◆ Excerpted text
WORKSHOPS

IP Multicasting: Diving Through The Layers

Be prepared for rapid changes over the next six months as several key technologies for ushering in the latest crop of communication applications appear. One of these technologies is IP multicasting.

Although it has been on the scene for some time, support for IP multicasting just now is reaching critical mass. Not too long ago, a multivendor effort, the IP Multicast Initiative, was formed to launch IP multicasting into the mainstream. Membership in the Multicast Initiative reads like a Who's Who in network computing, including all the major infrastructure (Bay Networks, Cabletron Systems, Cisco Systems, Intel Corp. and 3Com Corp.) and operating system vendors (Hewlett-Packard Co., Microsoft Corp., Net-scape Communications Corp., Silicon Graphics, Sun Microsystems and most other Unix vendors), in addition to several others.

In this workshop, we'll bring you up to speed on IP multicasting: We will cover what it is, why you should care and how it works; we'll also tell you the things to look for when purchasing and upgrading network infrastructure equipment and software to ensure that the upcoming crop of multicast-aware software will be able to run optimally over your network.

IP Multicasting: Why Do We Want It? Most frame-based networks, such as Ethernet, can communicate in three modes: unicast, broadcast and multicast. Unicast, the most common, is simply point-to-point communication between two devices on the network, such as a PC and a file server. Unicasts are appropriate for the majority of applications, but they fall short in several collaboration software areas. For example, unicasts would not be appropriate for a corporate training exercise for which an instructor is using a collaborative shared-whiteboard application to send in real-time an instructor-station screen to 35 student PCs.

With unicasts, screen-update information from the instructor's station needs to be transmitted separately to each student PC, resulting in noticeable delays--even on shared media--as each update is sent over the network 35 times. This is clearly a waste of bandwidth, as the information being transmitted to every student station is a duplicate of what was sent to the previous station. It would be far better if the 35 student stations all could "listen" to the instructor station at the same time, and if an update is transmitted just once.

A network broadcast would achieve this. A broadcast allows one station on the network to simultaneously talk to all devices contained in the same broadcast domain, or subnet. But broadcasts have their failings as well. For example, a video server can place a live video feed, perhaps a CNN newscast, onto the campus network so that any desktop user could tune in.

But to let a user join in, the broadcasts must be permitted to cross subnet boundaries. In this scenario, broadcasts would use precious bandwidth on subnets throughout the campus. Furthermore, a broadcast requires all machines and internetworking equipment (such as routers and switches) to receive and utilize CPU cycles to process the packet, even if only a tiny minority of mac hines want to receive the broadcast information in the first place.

IP multicasting is the answer. It is a communication method over TCP/IP by which a single station can transmit to multiple receivers simultaneously, but unlike the "one or everyone" possibilities with unicasts and broadcasts, the transmitting machine can specify a specific group of machines to receive the information. This is accomplished by transmitting to an IP multicast address, which can be conceptualized as a TV channel. Machines interested in receiving the information simply "tune in" to the particular multicast address that has the data stream of interest. IP multicasting, when implemented properly, lets shared data streams be transmitted over the network once and solely to those recipients who want to receive the information. If machines on only two out of 40 subnets receive the CNN feed, bandwidth is not utilized on the remaining 38 subnets.

◆ Dataset section
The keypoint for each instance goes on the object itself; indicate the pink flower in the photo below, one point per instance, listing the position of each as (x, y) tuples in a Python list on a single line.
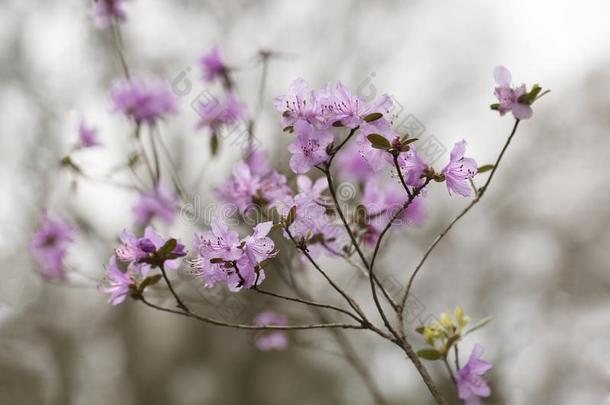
[(471, 385), (116, 283), (143, 101), (135, 250), (508, 96), (212, 65), (350, 109), (302, 104), (459, 170), (87, 136), (253, 182), (105, 12), (218, 112), (49, 245), (309, 147), (159, 204), (412, 167), (271, 339), (313, 190), (351, 165), (223, 258)]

◆ What is asked
1. Copy everything in the IP multicasting article from "IP Multicasting: Diving" down to "to several others.".
2. Answer these questions using the IP multicasting article:
(a) How many student PCs receive the instructor's screen in the training example?
(b) What is an IP multicast address likened to?
(c) If only two of 40 subnets receive the CNN feed, on how many subnets is bandwidth not used?
The lines have no connection to the IP multicasting article.

◆ Task answers
1.
IP Multicasting: Diving Through The Layers

Be prepared for rapid changes over the next six months as several key technologies for ushering in the latest crop of communication applications appear. One of these technologies is IP multicasting.

Although it has been on the scene for some time, support for IP multicasting just now is reaching critical mass. Not too long ago, a multivendor effort, the IP Multicast Initiative, was formed to launch IP multicasting into the mainstream. Membership in the Multicast Initiative reads like a Who's Who in network computing, including all the major infrastructure (Bay Networks, Cabletron Systems, Cisco Systems, Intel Corp. and 3Com Corp.) and operating system vendors (Hewlett-Packard Co., Microsoft Corp., Net-scape Communications Corp., Silicon Graphics, Sun Microsystems and most other Unix vendors), in addition to several others.

2.
(a) 35
(b) A TV channel
(c) 38